--- Fuente ---
★ ★ ★ ★

Nota de S.M.A: Me
temo amigos, que el fragmento escogido de estas memorias de una abuela en
(1793) sean tan actuales. Si se mira con objetividad los sucesos del presente,
me temo que estamos asistiendo a una verdadera Revolución Francesa. Pues muchos
de los hechos de hoy, no son más que efectos de aquella trágica fecha, 1789, y que jamás dejo de atacar a Cristo, y a su
única, santa, católica y apostólica
iglesia…
Los resaltados en negrita son de S.M.A.
(…) Los republicanos tuvieron por muy
preciosa la captura del presbítero Berteaux.
Le habían sorprendido diciendo misa, sus cuentas eran claras y pronto se las
arreglarían. Por unos momentos estuvieron deliberando los vengadores de Marat acerca de lo que habían de hacer
con su prisionero. ¿Convendría matarle
inmediatamente o llevarle, para observar las formalidades, al Tribunal
revolucionario, o meterle en la cárcel para que pereciese después en el Loira o
en la guillotina?
Después de un momento de reflexión, uno de
ellos hizo una propuesta que obtuvo todos los sufragios.
—Ninguno de nosotros ignora—dijo—que hoy se
celebra en Nantes la fiesta de la Razón. Todas las secciones han sido
convocadas al templo de la Fraternidad, antes iglesia de la Santa Cruz. La
diosa ha de recibir allí los homenajes de la población nantesa, para ir después
a Bouffay, donde presidirá la ejecución de los aristócratas. Pues bien: vayamos
a arrojar a sus pies a este miserable satélite del fanatismo, y que ella decida
de su suerte. Esta será una revancha de la humana razón, ultrajada hace
dieciocho siglos por los sacerdotes de la religión católica.
Ruidosos aplausos acogieron esta
proposición, que fué, sin más tardar, votada en medio de un frenético
entusiasmo.
Decidieron
dejar al prisionero revestido con los sagrados ornamentos, a fin de llamar mejor
la atención de la multitud y comunicar nuevo atractivo al espectáculo que se
estaba preparando.
Como el sacerdote Berteaux
apenas podía dar un paso, creyeron cosa excusada el maniatarle, y se
contentaron con dejarle custodiado por dos soldados hasta la hora señalada para
la ceremonia. Enviaron una comunicación expresamente al Comité revolucionario y
a los organizadores de la fiesta para darles cuenta del aprisionamiento del ex
cura y darles tiempo de preparar el aparato escénico.

★ ★ ★ ★

--- Material proporcionado ---
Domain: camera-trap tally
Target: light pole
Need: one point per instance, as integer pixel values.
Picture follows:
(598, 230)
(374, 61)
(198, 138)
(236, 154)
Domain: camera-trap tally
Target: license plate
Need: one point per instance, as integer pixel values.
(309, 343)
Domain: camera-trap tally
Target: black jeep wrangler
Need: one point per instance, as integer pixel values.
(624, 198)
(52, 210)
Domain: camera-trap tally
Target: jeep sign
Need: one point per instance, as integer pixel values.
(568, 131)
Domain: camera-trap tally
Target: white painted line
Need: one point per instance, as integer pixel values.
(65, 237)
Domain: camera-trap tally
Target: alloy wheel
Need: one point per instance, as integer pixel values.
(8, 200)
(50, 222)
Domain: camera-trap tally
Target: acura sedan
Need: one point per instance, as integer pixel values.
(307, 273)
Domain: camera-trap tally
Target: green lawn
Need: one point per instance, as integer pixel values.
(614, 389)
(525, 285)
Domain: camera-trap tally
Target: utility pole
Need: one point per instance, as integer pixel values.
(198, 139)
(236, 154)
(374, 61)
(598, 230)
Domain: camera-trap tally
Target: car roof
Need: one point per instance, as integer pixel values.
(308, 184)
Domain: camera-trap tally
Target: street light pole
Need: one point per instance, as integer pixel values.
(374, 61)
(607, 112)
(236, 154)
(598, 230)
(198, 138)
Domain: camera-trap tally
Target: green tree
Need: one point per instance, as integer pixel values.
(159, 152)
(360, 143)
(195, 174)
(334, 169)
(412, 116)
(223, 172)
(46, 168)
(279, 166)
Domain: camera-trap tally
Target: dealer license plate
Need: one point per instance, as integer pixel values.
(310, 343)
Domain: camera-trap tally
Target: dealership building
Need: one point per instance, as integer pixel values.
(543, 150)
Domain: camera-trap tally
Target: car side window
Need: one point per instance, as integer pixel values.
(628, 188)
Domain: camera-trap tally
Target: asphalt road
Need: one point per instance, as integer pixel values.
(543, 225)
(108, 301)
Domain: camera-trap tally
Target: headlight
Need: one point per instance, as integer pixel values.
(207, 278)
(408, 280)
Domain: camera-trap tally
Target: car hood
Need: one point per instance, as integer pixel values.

★ ★ ★ ★

--- Consigna ---
Conteste estas preguntas a partir del fragmento sobre el presbítero Berteaux:
(a) ¿En qué ciudad se celebra la fiesta de la Razón?
(b) ¿Qué nombre tenía antes el templo de la Fraternidad?
(c) ¿Quiénes quedaron custodiando al prisionero hasta la ceremonia?

--- Respuesta correcta ---
(a) En Nantes.
(b) Iglesia de la Santa Cruz.
(c) Dos soldados.